----- EXTRACTED INFORMATION -----

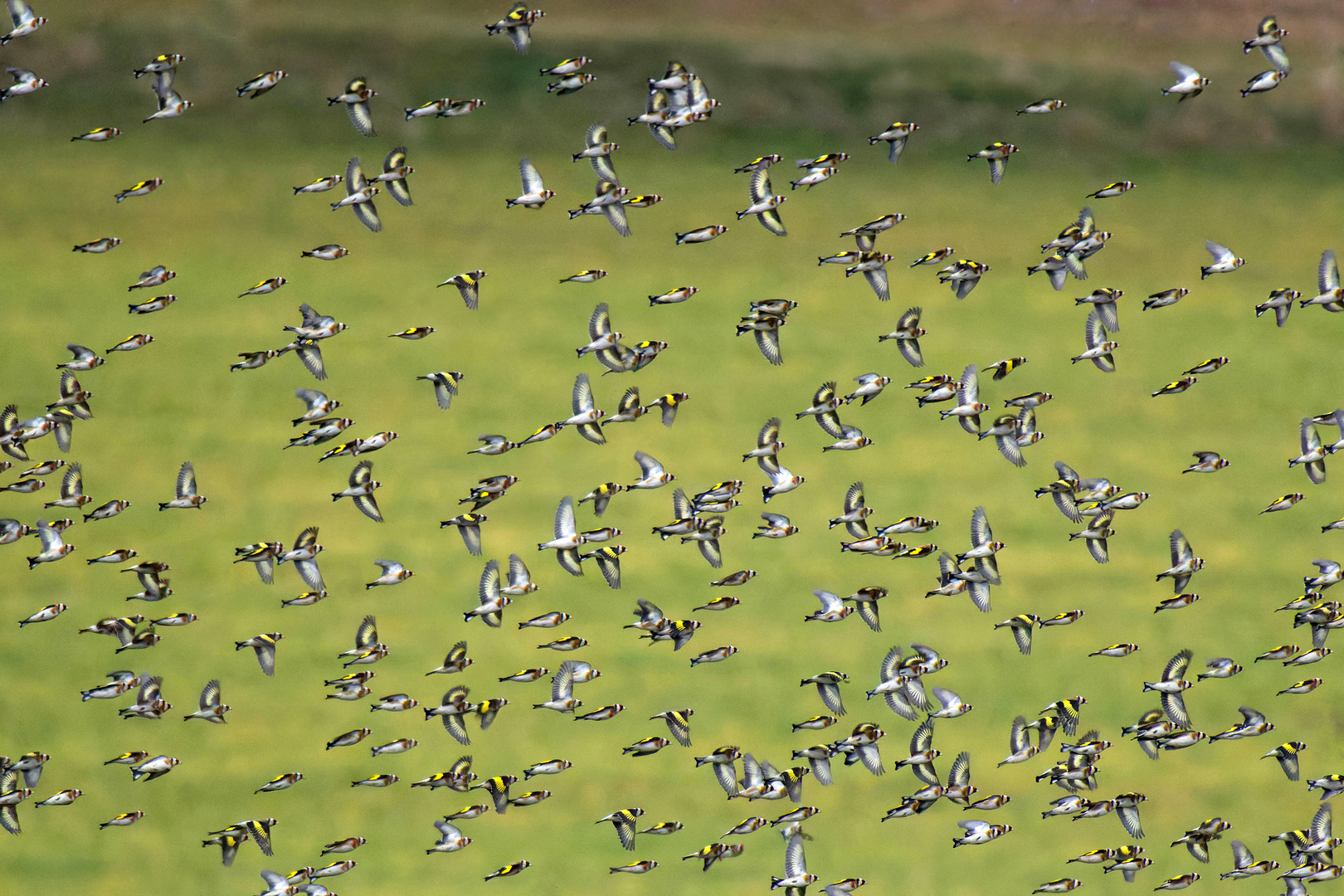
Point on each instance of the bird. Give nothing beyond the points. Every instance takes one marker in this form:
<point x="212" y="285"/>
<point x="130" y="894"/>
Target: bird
<point x="187" y="496"/>
<point x="796" y="878"/>
<point x="212" y="709"/>
<point x="533" y="191"/>
<point x="1288" y="758"/>
<point x="895" y="137"/>
<point x="360" y="490"/>
<point x="1171" y="687"/>
<point x="1331" y="296"/>
<point x="765" y="203"/>
<point x="1225" y="261"/>
<point x="1190" y="85"/>
<point x="1185" y="563"/>
<point x="908" y="336"/>
<point x="997" y="155"/>
<point x="261" y="84"/>
<point x="265" y="648"/>
<point x="518" y="26"/>
<point x="468" y="285"/>
<point x="624" y="824"/>
<point x="355" y="99"/>
<point x="1099" y="349"/>
<point x="359" y="195"/>
<point x="1207" y="462"/>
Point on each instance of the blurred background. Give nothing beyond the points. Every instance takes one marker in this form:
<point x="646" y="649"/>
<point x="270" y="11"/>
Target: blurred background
<point x="1259" y="175"/>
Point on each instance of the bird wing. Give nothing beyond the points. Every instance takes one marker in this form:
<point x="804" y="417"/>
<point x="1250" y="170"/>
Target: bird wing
<point x="600" y="324"/>
<point x="795" y="863"/>
<point x="830" y="602"/>
<point x="1094" y="332"/>
<point x="1177" y="665"/>
<point x="609" y="564"/>
<point x="761" y="186"/>
<point x="489" y="587"/>
<point x="1311" y="440"/>
<point x="562" y="684"/>
<point x="1328" y="273"/>
<point x="368" y="215"/>
<point x="1129" y="818"/>
<point x="1322" y="822"/>
<point x="1185" y="71"/>
<point x="531" y="179"/>
<point x="71" y="485"/>
<point x="368" y="507"/>
<point x="359" y="117"/>
<point x="767" y="342"/>
<point x="210" y="694"/>
<point x="1175" y="709"/>
<point x="1277" y="58"/>
<point x="980" y="531"/>
<point x="908" y="349"/>
<point x="968" y="388"/>
<point x="769" y="433"/>
<point x="854" y="499"/>
<point x="51" y="539"/>
<point x="878" y="281"/>
<point x="923" y="739"/>
<point x="582" y="394"/>
<point x="1220" y="253"/>
<point x="187" y="481"/>
<point x="1018" y="739"/>
<point x="1181" y="548"/>
<point x="362" y="475"/>
<point x="565" y="519"/>
<point x="355" y="179"/>
<point x="960" y="772"/>
<point x="648" y="466"/>
<point x="518" y="572"/>
<point x="890" y="663"/>
<point x="366" y="635"/>
<point x="596" y="136"/>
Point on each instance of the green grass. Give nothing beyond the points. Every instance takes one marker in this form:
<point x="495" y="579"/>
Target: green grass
<point x="225" y="219"/>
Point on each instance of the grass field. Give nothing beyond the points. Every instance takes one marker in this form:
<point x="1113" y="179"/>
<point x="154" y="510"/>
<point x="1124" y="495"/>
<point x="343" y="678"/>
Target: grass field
<point x="1261" y="179"/>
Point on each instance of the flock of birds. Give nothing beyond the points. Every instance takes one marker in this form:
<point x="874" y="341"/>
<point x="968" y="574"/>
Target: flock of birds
<point x="678" y="100"/>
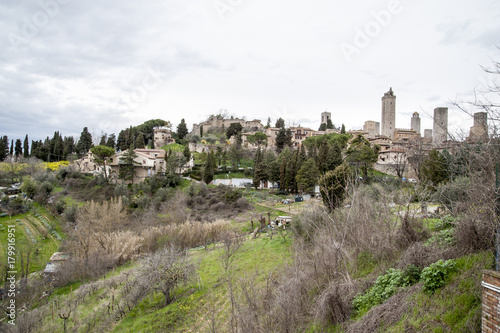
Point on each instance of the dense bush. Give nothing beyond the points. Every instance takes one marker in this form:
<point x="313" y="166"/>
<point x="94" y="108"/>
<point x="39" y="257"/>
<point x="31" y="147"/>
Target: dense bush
<point x="385" y="286"/>
<point x="434" y="276"/>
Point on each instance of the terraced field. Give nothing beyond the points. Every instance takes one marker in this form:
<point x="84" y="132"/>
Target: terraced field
<point x="36" y="233"/>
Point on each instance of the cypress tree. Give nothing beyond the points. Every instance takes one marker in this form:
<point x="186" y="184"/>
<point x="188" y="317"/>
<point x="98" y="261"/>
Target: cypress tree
<point x="18" y="148"/>
<point x="182" y="130"/>
<point x="26" y="147"/>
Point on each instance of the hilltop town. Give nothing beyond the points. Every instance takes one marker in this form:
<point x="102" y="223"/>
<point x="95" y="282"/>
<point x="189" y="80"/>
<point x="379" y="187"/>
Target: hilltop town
<point x="236" y="225"/>
<point x="398" y="149"/>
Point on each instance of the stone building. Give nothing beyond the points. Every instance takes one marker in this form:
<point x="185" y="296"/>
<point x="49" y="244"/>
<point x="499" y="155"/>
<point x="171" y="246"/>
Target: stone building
<point x="479" y="132"/>
<point x="388" y="114"/>
<point x="162" y="136"/>
<point x="325" y="116"/>
<point x="415" y="122"/>
<point x="440" y="127"/>
<point x="428" y="134"/>
<point x="219" y="123"/>
<point x="372" y="127"/>
<point x="299" y="134"/>
<point x="405" y="136"/>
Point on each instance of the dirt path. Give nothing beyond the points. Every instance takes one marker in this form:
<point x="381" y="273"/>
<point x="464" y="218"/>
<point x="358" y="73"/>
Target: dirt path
<point x="293" y="208"/>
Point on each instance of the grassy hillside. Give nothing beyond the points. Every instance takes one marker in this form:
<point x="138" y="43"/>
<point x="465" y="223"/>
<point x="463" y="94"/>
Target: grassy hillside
<point x="36" y="232"/>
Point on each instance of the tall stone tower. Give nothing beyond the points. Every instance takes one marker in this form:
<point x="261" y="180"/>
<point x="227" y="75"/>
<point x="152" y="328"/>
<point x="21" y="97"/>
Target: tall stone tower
<point x="325" y="116"/>
<point x="372" y="127"/>
<point x="440" y="128"/>
<point x="479" y="132"/>
<point x="388" y="114"/>
<point x="415" y="122"/>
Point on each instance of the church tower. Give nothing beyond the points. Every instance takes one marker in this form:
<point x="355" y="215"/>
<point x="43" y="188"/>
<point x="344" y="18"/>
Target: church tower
<point x="389" y="114"/>
<point x="325" y="116"/>
<point x="415" y="122"/>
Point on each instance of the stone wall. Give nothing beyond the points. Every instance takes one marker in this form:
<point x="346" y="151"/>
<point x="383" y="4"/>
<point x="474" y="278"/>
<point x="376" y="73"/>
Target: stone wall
<point x="490" y="321"/>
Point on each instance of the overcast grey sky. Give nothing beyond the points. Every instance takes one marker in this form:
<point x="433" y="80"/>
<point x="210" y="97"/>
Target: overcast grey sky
<point x="66" y="64"/>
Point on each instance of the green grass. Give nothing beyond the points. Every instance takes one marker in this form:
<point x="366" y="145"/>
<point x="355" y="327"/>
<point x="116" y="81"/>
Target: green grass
<point x="29" y="237"/>
<point x="454" y="308"/>
<point x="256" y="259"/>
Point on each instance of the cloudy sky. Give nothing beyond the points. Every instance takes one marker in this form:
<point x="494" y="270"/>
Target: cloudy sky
<point x="66" y="64"/>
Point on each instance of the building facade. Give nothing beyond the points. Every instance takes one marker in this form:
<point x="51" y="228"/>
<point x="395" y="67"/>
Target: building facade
<point x="389" y="114"/>
<point x="440" y="127"/>
<point x="415" y="122"/>
<point x="372" y="127"/>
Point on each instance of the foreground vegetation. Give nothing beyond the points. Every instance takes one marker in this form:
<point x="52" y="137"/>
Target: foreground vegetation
<point x="171" y="254"/>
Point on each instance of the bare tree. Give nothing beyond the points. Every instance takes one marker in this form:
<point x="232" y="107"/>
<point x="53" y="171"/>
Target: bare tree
<point x="165" y="270"/>
<point x="230" y="245"/>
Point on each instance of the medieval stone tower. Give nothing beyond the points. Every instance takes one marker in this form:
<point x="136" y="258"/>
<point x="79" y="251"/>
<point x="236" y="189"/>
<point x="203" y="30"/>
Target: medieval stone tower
<point x="415" y="122"/>
<point x="440" y="128"/>
<point x="325" y="116"/>
<point x="388" y="114"/>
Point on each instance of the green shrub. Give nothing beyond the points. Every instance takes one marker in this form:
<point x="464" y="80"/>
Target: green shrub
<point x="385" y="286"/>
<point x="434" y="276"/>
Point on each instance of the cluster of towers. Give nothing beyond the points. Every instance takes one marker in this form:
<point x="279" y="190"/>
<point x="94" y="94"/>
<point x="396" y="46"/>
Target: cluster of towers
<point x="438" y="135"/>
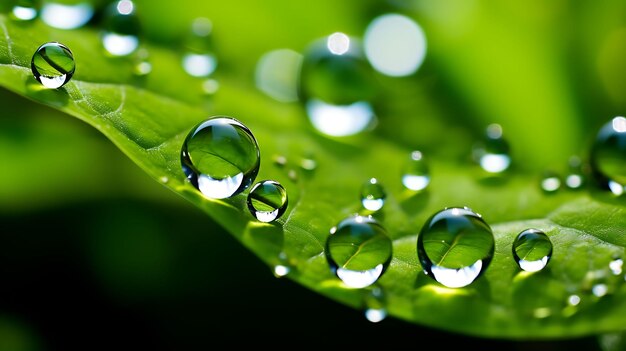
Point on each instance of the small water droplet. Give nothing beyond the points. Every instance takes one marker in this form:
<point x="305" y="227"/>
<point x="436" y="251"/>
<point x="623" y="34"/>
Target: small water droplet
<point x="532" y="250"/>
<point x="199" y="59"/>
<point x="279" y="160"/>
<point x="608" y="156"/>
<point x="62" y="15"/>
<point x="373" y="195"/>
<point x="358" y="251"/>
<point x="575" y="178"/>
<point x="121" y="28"/>
<point x="416" y="174"/>
<point x="550" y="182"/>
<point x="395" y="45"/>
<point x="25" y="10"/>
<point x="493" y="153"/>
<point x="220" y="157"/>
<point x="210" y="86"/>
<point x="375" y="305"/>
<point x="337" y="86"/>
<point x="267" y="200"/>
<point x="53" y="65"/>
<point x="455" y="246"/>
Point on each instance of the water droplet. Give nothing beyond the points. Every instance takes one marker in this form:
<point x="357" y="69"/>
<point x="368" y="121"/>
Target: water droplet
<point x="358" y="251"/>
<point x="25" y="10"/>
<point x="575" y="178"/>
<point x="455" y="246"/>
<point x="220" y="157"/>
<point x="267" y="200"/>
<point x="337" y="86"/>
<point x="62" y="15"/>
<point x="199" y="59"/>
<point x="416" y="174"/>
<point x="142" y="66"/>
<point x="550" y="182"/>
<point x="493" y="153"/>
<point x="608" y="156"/>
<point x="121" y="28"/>
<point x="375" y="305"/>
<point x="373" y="195"/>
<point x="532" y="250"/>
<point x="395" y="45"/>
<point x="53" y="65"/>
<point x="276" y="74"/>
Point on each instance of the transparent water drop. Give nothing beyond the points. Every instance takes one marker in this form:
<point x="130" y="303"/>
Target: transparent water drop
<point x="121" y="28"/>
<point x="25" y="10"/>
<point x="455" y="246"/>
<point x="575" y="178"/>
<point x="373" y="195"/>
<point x="416" y="173"/>
<point x="493" y="153"/>
<point x="395" y="45"/>
<point x="53" y="65"/>
<point x="532" y="250"/>
<point x="220" y="157"/>
<point x="358" y="251"/>
<point x="67" y="15"/>
<point x="199" y="59"/>
<point x="375" y="303"/>
<point x="267" y="200"/>
<point x="276" y="74"/>
<point x="337" y="86"/>
<point x="608" y="156"/>
<point x="550" y="182"/>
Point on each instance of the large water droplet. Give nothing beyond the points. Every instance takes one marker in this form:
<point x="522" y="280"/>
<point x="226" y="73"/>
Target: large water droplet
<point x="64" y="15"/>
<point x="25" y="10"/>
<point x="337" y="86"/>
<point x="199" y="59"/>
<point x="267" y="200"/>
<point x="532" y="250"/>
<point x="455" y="246"/>
<point x="493" y="153"/>
<point x="373" y="195"/>
<point x="395" y="45"/>
<point x="220" y="157"/>
<point x="53" y="65"/>
<point x="358" y="250"/>
<point x="608" y="156"/>
<point x="121" y="28"/>
<point x="416" y="174"/>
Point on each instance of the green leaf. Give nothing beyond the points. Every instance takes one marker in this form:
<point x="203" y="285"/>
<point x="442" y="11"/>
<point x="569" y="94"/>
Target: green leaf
<point x="148" y="118"/>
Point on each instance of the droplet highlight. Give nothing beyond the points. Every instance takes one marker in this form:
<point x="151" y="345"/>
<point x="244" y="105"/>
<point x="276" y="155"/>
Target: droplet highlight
<point x="358" y="251"/>
<point x="267" y="200"/>
<point x="532" y="250"/>
<point x="395" y="45"/>
<point x="373" y="195"/>
<point x="337" y="86"/>
<point x="121" y="28"/>
<point x="53" y="65"/>
<point x="416" y="173"/>
<point x="455" y="246"/>
<point x="220" y="157"/>
<point x="63" y="15"/>
<point x="493" y="153"/>
<point x="199" y="59"/>
<point x="608" y="156"/>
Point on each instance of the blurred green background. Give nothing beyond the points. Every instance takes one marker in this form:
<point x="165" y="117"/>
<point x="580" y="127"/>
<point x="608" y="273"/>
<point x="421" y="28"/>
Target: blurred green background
<point x="94" y="254"/>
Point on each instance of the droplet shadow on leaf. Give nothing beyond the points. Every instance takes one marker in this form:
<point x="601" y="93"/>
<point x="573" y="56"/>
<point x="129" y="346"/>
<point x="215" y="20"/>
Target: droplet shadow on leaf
<point x="53" y="97"/>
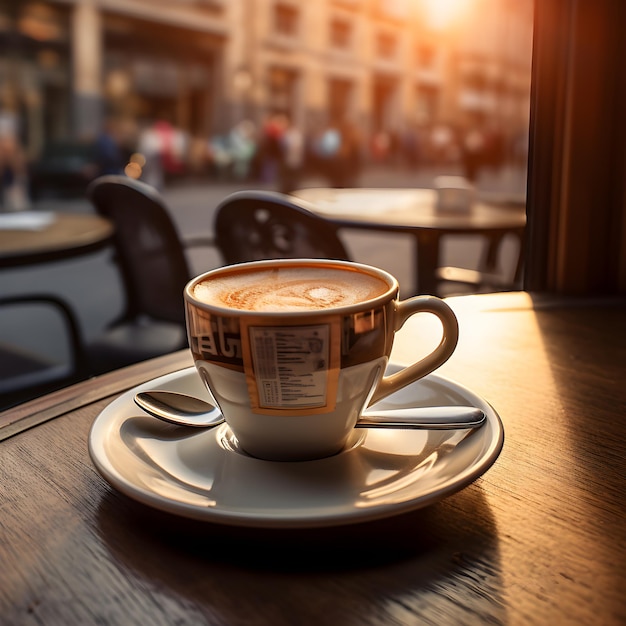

-----

**TASK**
Show every line of the items above that contains the word "medieval", counting only matches in the same letter case.

**WRITTEN REPLY**
Point on each instance of the medieval stone tower. Give nothing beyond the points. Every instance takes one marker in this form:
Target: medieval stone tower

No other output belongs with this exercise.